[Problem description]
Please print, exactly as written, the line containing "Target: blue sky" and each line after it through the end of the material; pictures stay out.

[Entries supplied]
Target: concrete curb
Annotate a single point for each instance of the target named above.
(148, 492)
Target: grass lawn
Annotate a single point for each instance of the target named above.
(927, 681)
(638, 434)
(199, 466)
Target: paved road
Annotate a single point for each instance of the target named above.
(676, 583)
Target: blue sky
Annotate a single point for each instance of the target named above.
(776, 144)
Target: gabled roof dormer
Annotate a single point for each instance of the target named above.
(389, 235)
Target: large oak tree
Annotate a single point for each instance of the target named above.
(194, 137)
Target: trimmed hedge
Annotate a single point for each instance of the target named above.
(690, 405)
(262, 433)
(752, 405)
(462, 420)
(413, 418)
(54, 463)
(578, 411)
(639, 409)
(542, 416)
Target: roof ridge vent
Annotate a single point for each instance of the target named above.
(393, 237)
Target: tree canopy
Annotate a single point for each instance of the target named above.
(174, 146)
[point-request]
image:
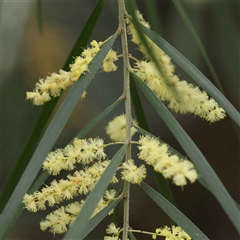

[Final answer]
Target: blue sky
Annotate a single point for each instance of the target named above.
(776, 144)
Target: gabled roof dormer
Annotate a single point for each instance of the target named above.
(389, 235)
Target: large oak tree
Annotate a single point for each instance of the target named above.
(194, 137)
Target: trimmed hedge
Annotate a single point for each instance of the target named above.
(690, 405)
(262, 433)
(752, 405)
(462, 420)
(413, 418)
(54, 463)
(578, 411)
(639, 409)
(542, 416)
Target: roof ridge vent
Annotate a single point for each instance of the target named above.
(393, 237)
Target: tree canopy
Annotate a single point for each instance of the target named above.
(174, 146)
[point-request]
image:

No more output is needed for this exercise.